* Text for analysis *
Expanding upon previous investigations of the associations among low vitamin D levels, chronic pain, and poor sleep within the general and non-pain populations, a research poster presented at the American Pain Society 33rd Annual Scientific Meeting, held April 30, 2014, to May 3, 2014, in Tampa, FL, suggests correcting inadequate vitamin D levels in middle-aged to older patients with knee osteoarthritis (OA) may reduce their clinical pain and improve sleep quality.

As a sub-study of the ongoing Understanding Pain and Limitations of Osteoarthritic Disease (UPLOAD) trial, Megan E. Petrov, PhD, of Arizona State University in Phoenix, AZ; Roger Fillingim, PhD, and Toni L. Glover, PhD, GNP-BC, FNP-BC, CPE, of the University of Florida in Gainesville, FL; and Burel R. Goodin, PhD, and Laurence A. Bradley, PhD, of the University of Alabama at Birmingham, recruited 100 African-American and non-Hispanic white adults aged 45-75 years with unilateral or bilateral symptomatic knee OA between February 2012 and August 2013.

During an initial visit, the study participants received bilateral knee joint evaluations from a rheumatologist and were assessed on overall health, the Pittsburgh Sleep Quality Index (PSQI), and the Western Ontario and McMaster Universities Arthritis Index (WOMAC) pain subscale. Within the following 2 weeks, the knee OA patients returned for a second visit, during which the researchers collected serum for vitamin D assay via high-performance liquid chromatography. Through that assay, the investigators determined 80% of the patients had serum 25-hydroxyvitamin D [25(OH)D] levels <30 ng/mL; in other words, “vitamin D inadequacy was highly prevalent among community-dwelling people with knee OA,” Petrov and her co-authors wrote.

* Dataset content *
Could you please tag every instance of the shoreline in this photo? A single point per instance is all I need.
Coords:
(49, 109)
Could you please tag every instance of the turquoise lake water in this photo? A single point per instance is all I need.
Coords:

* Action item *
Rewrite the text on vitamin D and knee osteoarthritis from "Expanding upon previous" up to and including "improve sleep quality.", putting "scientific poster" in place of "research poster".

* Solution to this problem *
Expanding upon previous investigations of the associations among low vitamin D levels, chronic pain, and poor sleep within the general and non-pain populations, a scientific poster presented at the American Pain Society 33rd Annual Scientific Meeting, held April 30, 2014, to May 3, 2014, in Tampa, FL, suggests correcting inadequate vitamin D levels in middle-aged to older patients with knee osteoarthritis (OA) may reduce their clinical pain and improve sleep quality.